Photo object pointing data:

↓

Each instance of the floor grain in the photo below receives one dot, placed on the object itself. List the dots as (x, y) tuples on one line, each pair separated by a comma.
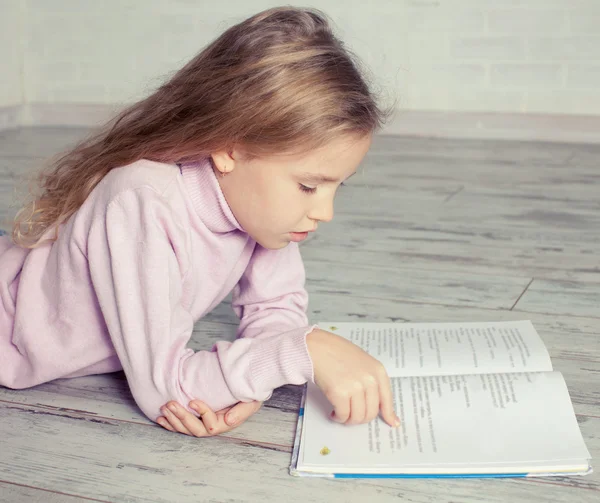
[(429, 230)]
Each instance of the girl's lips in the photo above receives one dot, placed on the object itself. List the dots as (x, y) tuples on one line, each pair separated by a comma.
[(298, 236)]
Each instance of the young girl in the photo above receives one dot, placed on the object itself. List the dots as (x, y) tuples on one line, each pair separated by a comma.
[(203, 188)]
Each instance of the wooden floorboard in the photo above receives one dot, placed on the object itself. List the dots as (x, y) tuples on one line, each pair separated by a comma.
[(429, 230)]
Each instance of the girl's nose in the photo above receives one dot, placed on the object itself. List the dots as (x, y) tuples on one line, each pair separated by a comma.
[(323, 212)]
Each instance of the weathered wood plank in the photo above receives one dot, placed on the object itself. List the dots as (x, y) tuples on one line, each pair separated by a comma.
[(575, 298), (121, 461), (9, 493)]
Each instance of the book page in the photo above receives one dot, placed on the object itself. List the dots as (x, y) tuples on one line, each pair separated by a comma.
[(449, 348), (472, 420)]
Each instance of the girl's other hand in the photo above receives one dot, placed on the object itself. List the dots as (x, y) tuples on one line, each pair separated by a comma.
[(356, 384), (176, 418)]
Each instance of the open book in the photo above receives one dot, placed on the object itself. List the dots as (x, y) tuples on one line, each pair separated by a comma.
[(474, 400)]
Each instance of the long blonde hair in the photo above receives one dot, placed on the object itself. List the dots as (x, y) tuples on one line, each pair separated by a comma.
[(277, 82)]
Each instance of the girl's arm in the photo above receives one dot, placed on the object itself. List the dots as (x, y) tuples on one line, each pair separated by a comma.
[(270, 298), (137, 257)]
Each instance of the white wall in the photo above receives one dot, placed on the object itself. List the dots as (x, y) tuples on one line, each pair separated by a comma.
[(448, 55), (11, 53)]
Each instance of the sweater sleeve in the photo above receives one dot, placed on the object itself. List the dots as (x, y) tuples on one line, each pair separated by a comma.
[(137, 256), (271, 301)]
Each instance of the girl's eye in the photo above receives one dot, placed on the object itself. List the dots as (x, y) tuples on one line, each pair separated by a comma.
[(308, 190)]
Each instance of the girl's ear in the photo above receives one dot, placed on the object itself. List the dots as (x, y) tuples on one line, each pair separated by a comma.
[(224, 161)]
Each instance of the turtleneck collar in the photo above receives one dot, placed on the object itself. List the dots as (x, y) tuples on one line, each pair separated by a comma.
[(207, 197)]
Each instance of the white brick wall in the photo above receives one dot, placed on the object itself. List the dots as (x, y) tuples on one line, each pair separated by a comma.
[(11, 75), (452, 55)]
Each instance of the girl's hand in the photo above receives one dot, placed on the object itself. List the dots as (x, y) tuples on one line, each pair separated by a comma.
[(175, 418), (356, 384)]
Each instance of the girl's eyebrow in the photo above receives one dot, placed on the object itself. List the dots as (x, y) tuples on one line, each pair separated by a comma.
[(316, 179)]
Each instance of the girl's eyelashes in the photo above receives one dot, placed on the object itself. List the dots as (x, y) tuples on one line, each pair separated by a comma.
[(308, 190), (312, 190)]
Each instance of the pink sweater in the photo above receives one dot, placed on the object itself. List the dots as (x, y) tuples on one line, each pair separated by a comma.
[(153, 249)]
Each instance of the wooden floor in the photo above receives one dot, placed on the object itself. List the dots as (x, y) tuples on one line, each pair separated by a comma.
[(432, 230)]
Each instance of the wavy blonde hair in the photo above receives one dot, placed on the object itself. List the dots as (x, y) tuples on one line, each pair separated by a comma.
[(279, 81)]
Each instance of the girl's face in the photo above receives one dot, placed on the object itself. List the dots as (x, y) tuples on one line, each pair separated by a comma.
[(278, 199)]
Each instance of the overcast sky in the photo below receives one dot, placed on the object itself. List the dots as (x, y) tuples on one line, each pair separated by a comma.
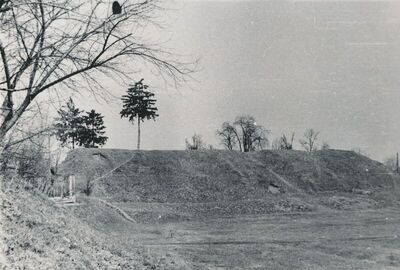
[(330, 65)]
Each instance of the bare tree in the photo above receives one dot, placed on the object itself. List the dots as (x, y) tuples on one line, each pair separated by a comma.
[(228, 136), (196, 144), (310, 137), (325, 146), (252, 136), (391, 163), (68, 44), (285, 143)]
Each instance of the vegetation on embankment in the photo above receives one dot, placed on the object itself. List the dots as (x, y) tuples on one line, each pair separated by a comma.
[(215, 175)]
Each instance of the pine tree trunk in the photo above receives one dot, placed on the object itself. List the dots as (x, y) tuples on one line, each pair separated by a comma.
[(138, 147)]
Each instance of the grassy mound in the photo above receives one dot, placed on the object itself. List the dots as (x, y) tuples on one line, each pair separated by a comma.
[(210, 176)]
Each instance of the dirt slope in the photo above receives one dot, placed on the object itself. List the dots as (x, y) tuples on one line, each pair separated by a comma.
[(204, 176)]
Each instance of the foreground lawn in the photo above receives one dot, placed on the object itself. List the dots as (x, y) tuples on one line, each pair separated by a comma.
[(322, 239)]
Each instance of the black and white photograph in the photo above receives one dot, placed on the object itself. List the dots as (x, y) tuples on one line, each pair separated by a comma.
[(199, 134)]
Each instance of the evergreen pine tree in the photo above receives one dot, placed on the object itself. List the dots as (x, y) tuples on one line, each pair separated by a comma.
[(69, 124), (138, 105), (93, 130)]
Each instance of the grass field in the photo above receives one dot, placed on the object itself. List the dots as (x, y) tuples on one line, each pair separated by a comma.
[(217, 210), (319, 239)]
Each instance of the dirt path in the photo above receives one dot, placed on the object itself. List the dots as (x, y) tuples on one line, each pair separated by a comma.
[(119, 210)]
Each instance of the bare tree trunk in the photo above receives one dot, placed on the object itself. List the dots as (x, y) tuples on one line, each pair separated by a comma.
[(138, 146)]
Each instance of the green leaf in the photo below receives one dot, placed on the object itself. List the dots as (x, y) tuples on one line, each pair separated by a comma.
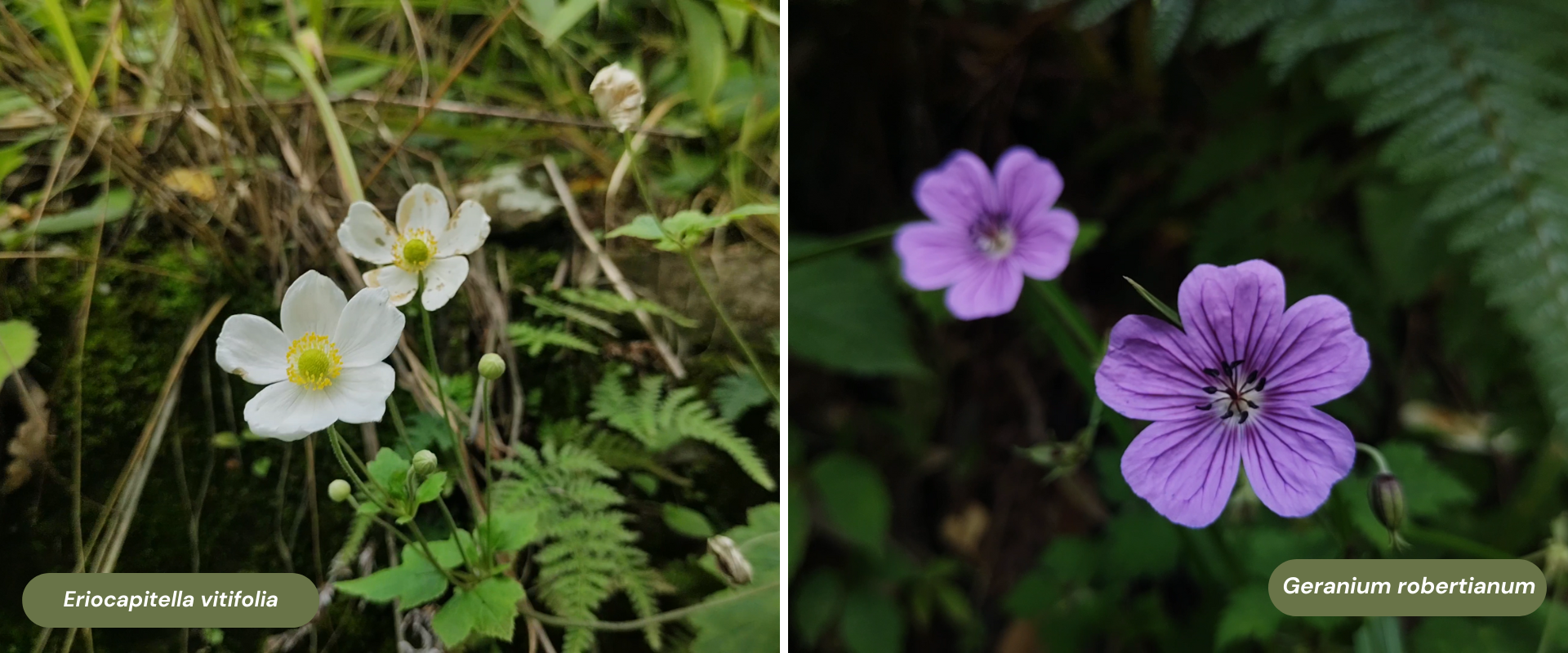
[(1156, 303), (18, 345), (1379, 634), (706, 52), (817, 603), (645, 228), (509, 528), (687, 522), (844, 317), (412, 583), (564, 19), (430, 489), (490, 610), (871, 624), (1250, 614), (853, 499), (739, 393), (390, 470), (1429, 489)]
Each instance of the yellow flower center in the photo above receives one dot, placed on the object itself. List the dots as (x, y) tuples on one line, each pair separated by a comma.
[(314, 362), (414, 249)]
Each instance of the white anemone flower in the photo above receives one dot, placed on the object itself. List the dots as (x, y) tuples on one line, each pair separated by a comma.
[(327, 362), (430, 240)]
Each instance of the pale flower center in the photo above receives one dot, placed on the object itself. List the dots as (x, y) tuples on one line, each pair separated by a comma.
[(314, 362), (995, 238), (1239, 393), (414, 249)]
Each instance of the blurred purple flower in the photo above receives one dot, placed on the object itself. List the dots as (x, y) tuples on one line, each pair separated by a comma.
[(1237, 385), (987, 233)]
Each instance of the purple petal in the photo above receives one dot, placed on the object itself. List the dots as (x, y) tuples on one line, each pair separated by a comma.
[(1027, 185), (990, 288), (1184, 469), (1045, 242), (1319, 356), (1152, 371), (959, 192), (1233, 310), (935, 255), (1294, 455)]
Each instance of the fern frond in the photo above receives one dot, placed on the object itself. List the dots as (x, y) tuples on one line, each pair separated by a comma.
[(661, 422), (538, 337)]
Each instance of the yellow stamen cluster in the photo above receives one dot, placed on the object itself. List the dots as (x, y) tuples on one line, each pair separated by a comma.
[(414, 249), (314, 362)]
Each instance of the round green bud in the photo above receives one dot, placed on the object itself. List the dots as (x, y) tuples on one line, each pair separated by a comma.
[(1388, 500), (339, 491), (424, 462), (491, 366)]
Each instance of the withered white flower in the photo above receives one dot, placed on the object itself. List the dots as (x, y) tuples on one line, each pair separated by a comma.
[(430, 240), (323, 365), (618, 95)]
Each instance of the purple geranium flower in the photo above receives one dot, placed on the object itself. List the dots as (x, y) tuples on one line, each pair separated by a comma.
[(1237, 385), (987, 235)]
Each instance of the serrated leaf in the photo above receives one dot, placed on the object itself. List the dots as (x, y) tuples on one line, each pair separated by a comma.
[(509, 528), (430, 489), (490, 608)]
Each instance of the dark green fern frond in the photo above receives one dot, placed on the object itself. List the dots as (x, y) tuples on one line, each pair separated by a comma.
[(661, 422), (588, 552)]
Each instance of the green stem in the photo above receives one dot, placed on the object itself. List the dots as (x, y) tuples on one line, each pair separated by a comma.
[(1377, 456), (850, 242), (647, 622), (637, 175), (724, 317)]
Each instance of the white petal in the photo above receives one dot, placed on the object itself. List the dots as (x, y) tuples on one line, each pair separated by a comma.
[(397, 281), (443, 279), (366, 233), (369, 327), (359, 395), (422, 207), (466, 230), (311, 306), (253, 348), (289, 412)]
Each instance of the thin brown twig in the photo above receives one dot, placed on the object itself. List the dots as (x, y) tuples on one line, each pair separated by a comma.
[(441, 91)]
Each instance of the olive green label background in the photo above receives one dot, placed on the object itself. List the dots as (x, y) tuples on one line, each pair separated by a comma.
[(1396, 603), (44, 600)]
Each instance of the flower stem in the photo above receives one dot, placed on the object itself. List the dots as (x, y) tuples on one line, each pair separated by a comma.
[(1377, 456), (441, 395), (647, 622), (724, 317)]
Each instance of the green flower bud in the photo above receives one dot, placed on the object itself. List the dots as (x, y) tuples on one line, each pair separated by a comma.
[(1388, 500), (491, 366), (339, 491), (424, 462)]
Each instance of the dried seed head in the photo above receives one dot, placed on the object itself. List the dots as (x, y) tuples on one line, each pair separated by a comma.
[(618, 95), (492, 366), (729, 559), (424, 462), (339, 491)]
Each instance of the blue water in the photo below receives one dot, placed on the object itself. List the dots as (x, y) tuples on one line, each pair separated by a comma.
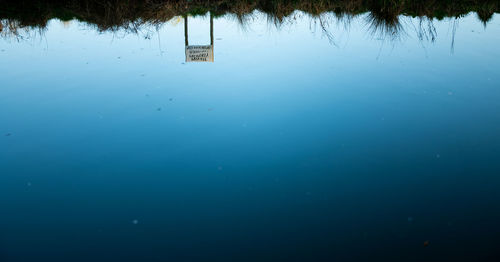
[(290, 146)]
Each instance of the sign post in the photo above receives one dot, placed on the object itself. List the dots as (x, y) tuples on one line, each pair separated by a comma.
[(199, 53)]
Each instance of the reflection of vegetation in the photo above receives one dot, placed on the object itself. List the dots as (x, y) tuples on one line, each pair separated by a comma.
[(383, 15)]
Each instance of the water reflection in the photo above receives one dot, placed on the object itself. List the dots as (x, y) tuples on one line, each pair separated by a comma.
[(384, 19), (199, 53)]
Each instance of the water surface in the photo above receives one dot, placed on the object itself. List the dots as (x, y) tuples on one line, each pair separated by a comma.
[(295, 144)]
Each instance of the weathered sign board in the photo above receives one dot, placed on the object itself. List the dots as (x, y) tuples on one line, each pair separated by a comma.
[(199, 53)]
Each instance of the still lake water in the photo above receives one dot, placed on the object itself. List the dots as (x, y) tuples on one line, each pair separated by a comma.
[(290, 146)]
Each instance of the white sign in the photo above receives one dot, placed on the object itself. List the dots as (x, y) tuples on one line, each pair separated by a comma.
[(199, 53)]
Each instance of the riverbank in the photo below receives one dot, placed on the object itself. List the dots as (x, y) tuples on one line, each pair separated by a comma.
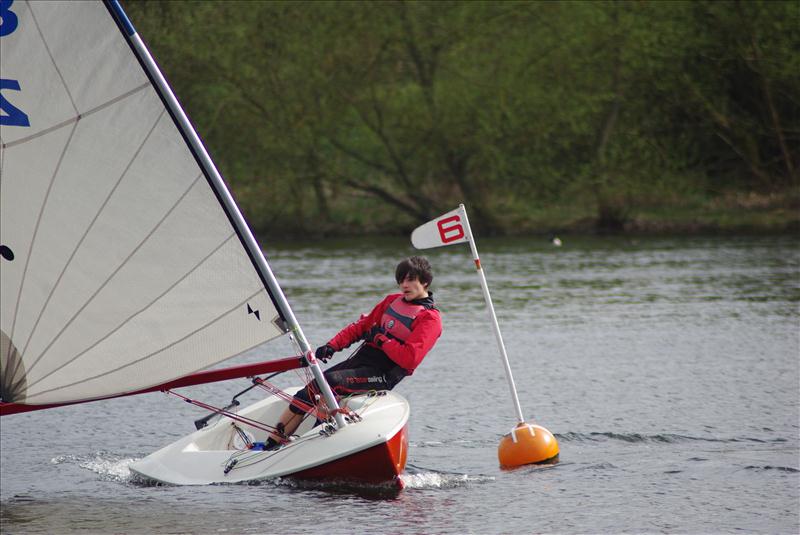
[(749, 213)]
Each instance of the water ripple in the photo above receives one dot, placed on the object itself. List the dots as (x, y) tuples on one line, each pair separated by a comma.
[(667, 438)]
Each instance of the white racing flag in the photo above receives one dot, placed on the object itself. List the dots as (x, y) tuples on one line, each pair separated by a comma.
[(447, 229)]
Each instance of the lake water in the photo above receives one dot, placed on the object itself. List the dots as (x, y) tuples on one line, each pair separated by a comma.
[(667, 368)]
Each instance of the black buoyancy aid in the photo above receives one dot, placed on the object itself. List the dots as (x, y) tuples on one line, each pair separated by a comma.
[(400, 314)]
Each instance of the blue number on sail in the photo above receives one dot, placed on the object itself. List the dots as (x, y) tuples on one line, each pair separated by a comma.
[(13, 115), (8, 19)]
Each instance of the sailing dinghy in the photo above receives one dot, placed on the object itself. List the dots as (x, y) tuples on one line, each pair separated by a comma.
[(126, 266)]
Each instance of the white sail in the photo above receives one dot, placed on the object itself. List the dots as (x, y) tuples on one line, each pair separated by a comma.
[(123, 262)]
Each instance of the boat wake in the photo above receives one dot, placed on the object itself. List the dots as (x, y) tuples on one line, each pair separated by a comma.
[(425, 478), (113, 467), (109, 466)]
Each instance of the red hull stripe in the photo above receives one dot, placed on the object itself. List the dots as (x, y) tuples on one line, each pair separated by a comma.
[(378, 464), (208, 376)]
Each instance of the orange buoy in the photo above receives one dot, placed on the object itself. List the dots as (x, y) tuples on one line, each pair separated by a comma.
[(527, 444)]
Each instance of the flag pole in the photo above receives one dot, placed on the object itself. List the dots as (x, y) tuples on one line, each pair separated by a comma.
[(526, 443), (495, 326)]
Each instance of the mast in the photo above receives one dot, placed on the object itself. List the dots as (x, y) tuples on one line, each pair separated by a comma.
[(225, 198)]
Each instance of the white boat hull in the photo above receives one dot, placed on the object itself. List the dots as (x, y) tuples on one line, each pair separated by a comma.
[(371, 450)]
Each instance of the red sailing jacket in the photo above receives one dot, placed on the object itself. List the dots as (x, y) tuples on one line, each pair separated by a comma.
[(410, 344)]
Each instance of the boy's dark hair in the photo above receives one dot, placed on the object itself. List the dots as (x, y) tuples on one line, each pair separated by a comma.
[(416, 267)]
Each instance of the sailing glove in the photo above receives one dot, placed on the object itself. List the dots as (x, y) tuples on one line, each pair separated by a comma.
[(325, 352)]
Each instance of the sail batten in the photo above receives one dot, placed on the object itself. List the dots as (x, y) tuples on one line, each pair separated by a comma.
[(126, 263)]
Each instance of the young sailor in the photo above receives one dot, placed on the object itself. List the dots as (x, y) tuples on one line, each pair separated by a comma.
[(398, 333)]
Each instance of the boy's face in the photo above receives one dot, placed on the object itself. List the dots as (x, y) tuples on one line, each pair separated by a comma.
[(412, 288)]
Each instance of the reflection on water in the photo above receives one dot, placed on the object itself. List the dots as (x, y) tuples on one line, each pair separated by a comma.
[(667, 368)]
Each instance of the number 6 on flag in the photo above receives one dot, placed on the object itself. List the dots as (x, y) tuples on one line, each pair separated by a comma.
[(447, 229)]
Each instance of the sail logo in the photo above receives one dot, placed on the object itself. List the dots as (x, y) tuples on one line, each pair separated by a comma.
[(10, 115)]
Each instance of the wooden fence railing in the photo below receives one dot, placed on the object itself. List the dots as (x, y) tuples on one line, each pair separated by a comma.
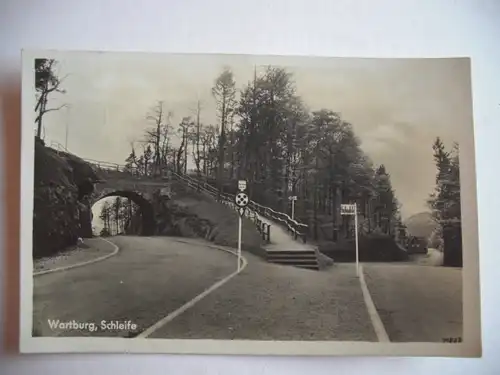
[(294, 228)]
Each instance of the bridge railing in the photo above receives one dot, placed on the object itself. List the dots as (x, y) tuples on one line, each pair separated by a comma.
[(296, 229)]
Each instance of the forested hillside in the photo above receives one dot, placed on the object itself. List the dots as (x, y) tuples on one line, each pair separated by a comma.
[(266, 134)]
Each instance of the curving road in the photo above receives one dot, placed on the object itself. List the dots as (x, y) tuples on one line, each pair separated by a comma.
[(146, 280), (152, 277)]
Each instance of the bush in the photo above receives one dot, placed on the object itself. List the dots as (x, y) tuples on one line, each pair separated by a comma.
[(372, 248)]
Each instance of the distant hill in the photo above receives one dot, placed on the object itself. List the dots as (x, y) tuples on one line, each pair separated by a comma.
[(421, 224)]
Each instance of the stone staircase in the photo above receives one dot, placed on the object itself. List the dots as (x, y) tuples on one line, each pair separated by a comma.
[(298, 258)]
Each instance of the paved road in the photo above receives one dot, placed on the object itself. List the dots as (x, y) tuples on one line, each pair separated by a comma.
[(152, 277), (417, 303), (274, 302), (146, 280)]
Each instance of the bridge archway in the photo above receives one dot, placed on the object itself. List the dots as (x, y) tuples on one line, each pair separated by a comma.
[(148, 224)]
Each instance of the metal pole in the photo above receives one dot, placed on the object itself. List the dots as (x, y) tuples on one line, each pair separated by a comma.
[(67, 128), (239, 244), (356, 233)]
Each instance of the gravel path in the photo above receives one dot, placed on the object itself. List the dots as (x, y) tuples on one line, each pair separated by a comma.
[(146, 280), (91, 249), (273, 302), (417, 303)]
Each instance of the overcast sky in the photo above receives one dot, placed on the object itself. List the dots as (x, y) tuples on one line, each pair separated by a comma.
[(397, 106)]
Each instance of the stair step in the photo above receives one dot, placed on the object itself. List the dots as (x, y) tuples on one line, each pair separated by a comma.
[(274, 255), (309, 267), (291, 252), (295, 261)]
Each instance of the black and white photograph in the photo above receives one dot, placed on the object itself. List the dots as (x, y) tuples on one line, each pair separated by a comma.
[(245, 204)]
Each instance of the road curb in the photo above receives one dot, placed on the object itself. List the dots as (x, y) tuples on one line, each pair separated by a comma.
[(81, 264), (162, 322), (377, 324)]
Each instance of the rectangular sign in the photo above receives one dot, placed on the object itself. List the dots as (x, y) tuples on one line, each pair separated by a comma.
[(242, 185), (347, 209)]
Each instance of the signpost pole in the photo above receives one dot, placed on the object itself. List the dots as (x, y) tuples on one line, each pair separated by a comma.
[(239, 243), (356, 234)]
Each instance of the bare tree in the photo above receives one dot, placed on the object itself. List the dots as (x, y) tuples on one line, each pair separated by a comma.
[(224, 92), (46, 82)]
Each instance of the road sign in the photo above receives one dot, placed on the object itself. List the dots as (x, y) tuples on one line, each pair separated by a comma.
[(241, 200), (347, 209), (241, 211), (352, 209), (242, 185)]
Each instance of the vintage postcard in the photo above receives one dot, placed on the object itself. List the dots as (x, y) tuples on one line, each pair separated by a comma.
[(240, 204)]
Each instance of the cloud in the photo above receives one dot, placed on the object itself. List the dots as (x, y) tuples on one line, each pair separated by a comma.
[(397, 106)]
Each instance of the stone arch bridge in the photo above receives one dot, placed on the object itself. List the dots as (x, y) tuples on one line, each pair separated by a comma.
[(116, 180)]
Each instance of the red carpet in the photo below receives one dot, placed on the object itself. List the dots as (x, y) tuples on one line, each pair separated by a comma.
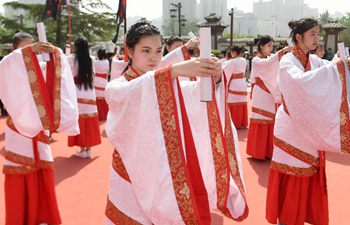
[(81, 184)]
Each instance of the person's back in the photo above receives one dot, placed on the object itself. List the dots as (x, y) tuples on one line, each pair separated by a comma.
[(28, 165), (82, 69), (101, 68), (312, 119)]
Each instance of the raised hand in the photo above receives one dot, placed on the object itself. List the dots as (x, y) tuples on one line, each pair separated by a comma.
[(194, 67), (43, 47)]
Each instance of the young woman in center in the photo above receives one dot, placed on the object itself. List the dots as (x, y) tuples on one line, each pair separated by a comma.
[(156, 125), (264, 98)]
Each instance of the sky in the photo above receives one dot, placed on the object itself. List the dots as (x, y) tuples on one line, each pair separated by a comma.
[(153, 8), (143, 8)]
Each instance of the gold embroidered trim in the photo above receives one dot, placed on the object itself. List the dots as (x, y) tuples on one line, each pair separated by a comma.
[(119, 167), (117, 216), (99, 88), (237, 76), (297, 153), (262, 121), (185, 52), (17, 169), (264, 113), (57, 91), (173, 144), (34, 86), (131, 74), (236, 103), (344, 111), (225, 160), (237, 92), (260, 83), (300, 55), (101, 75), (280, 54), (295, 171), (89, 115), (26, 161), (86, 101)]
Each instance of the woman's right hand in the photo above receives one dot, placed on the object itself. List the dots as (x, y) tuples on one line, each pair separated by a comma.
[(194, 67), (43, 47)]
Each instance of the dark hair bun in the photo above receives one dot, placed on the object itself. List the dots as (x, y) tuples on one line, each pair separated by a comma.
[(292, 24)]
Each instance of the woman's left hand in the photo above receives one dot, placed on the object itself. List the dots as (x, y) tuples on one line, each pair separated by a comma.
[(218, 69)]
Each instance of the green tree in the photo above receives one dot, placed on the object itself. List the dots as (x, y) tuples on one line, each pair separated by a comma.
[(345, 34), (85, 21), (171, 27)]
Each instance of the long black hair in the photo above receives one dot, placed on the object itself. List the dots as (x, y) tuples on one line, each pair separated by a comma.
[(20, 36), (82, 57), (263, 41), (237, 49), (136, 32), (301, 26)]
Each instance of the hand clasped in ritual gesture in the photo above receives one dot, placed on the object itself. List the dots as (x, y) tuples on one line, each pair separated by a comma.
[(43, 47)]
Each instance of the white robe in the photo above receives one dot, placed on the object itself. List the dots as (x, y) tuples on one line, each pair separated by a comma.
[(151, 201), (16, 94), (313, 100), (266, 69), (233, 67)]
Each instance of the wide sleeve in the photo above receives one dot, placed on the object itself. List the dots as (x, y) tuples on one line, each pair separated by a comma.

↑

Aim
Lay out the lines of the data above as a JSON list of strings, one per line, beginning at the start of the data and continuing through the line containing "[(323, 212)]". Skip blank lines and leave the pictures out.

Task response
[
  "Each instance of the floor grain in the photo below receives one dot, placed on the object itself. List the dots as (x, y) tuples on one line, each pair separated by a comma.",
  "[(429, 230)]",
  "Each instance of the girl's lips in the photo above receives one dot, placed on the object itself. List the dots as (x, y) tuples on one line, each pair separated by a comma.",
  "[(298, 236)]",
  "Each instance of the young girl in the photo above receives one dot, placed on the object itself. List the dots as (x, y) tuples on one line, each pair separated by a comma.",
  "[(203, 188)]",
  "Each instance of the wooden floorboard in the photo above receives one dot, placed on the object itself. List the dots as (x, y) tuples on one line, each pair separated by a comma.",
  "[(429, 230)]",
  "Each instance of the girl's nose in the photo above receives one dot, placed on the object itself. List the dots as (x, y) tuples on one line, each pair separated by a comma.",
  "[(323, 212)]"
]